*Given request*: Will you restate verbatim the lines running from the line with "Mark every instance of the blue" to the end of the data, leaving out everything else?

[start]

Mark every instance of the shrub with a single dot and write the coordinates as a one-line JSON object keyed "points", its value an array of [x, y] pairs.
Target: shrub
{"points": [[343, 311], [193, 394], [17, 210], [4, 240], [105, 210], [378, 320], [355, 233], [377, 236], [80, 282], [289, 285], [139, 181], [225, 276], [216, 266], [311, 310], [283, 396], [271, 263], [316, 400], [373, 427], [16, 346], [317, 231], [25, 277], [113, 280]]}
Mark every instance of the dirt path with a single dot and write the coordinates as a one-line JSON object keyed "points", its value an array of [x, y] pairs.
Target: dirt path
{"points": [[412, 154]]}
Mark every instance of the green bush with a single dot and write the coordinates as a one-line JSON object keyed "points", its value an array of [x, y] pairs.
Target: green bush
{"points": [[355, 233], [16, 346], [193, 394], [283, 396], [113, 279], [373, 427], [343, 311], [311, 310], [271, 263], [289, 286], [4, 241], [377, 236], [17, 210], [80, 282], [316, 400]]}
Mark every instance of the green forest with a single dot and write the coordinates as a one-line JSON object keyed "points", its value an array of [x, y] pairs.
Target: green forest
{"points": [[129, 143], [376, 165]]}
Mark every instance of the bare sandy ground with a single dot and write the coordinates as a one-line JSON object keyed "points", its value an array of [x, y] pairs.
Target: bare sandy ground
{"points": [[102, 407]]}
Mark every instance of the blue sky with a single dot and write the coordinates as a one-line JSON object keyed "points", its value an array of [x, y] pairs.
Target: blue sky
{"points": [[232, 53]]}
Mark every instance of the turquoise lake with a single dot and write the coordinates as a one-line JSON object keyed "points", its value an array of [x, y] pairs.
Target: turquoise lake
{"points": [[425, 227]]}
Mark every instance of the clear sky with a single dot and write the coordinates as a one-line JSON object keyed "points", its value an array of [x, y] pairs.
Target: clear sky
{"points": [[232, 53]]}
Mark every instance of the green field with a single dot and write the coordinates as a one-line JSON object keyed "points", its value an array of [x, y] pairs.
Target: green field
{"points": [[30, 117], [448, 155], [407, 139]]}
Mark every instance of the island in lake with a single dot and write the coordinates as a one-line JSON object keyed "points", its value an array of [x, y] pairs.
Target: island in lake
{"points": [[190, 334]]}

[end]

*The result*:
Mark every instance of the blue sky with a single dot and write the coordinates as a one-line JSON object keyed "points", its value an array of [x, y] pairs.
Target: blue sky
{"points": [[232, 53]]}
Mark every instance of the turquoise lake with a single dot and write the coordinates as a one-line JSON object keyed "points", its value an array of [x, y] pairs.
Target: turquoise lake
{"points": [[425, 227]]}
Mark every instance of the clear sky with a single dot and write the coordinates as a one-line JSON object keyed "points", its value an array of [x, y] pairs.
Target: clear sky
{"points": [[232, 53]]}
Mark every instance of the green field with a single dot and write the coordinates as a one-line JSON object keyed "points", its value an array of [x, y] pairs.
Target: green field
{"points": [[30, 117], [448, 155], [407, 139]]}
Mark every instance of the island in lake with a single dot and write the coordinates as a one-line JSON object keyed "points", its value an array of [x, y] pairs.
Target: island in lake
{"points": [[190, 334]]}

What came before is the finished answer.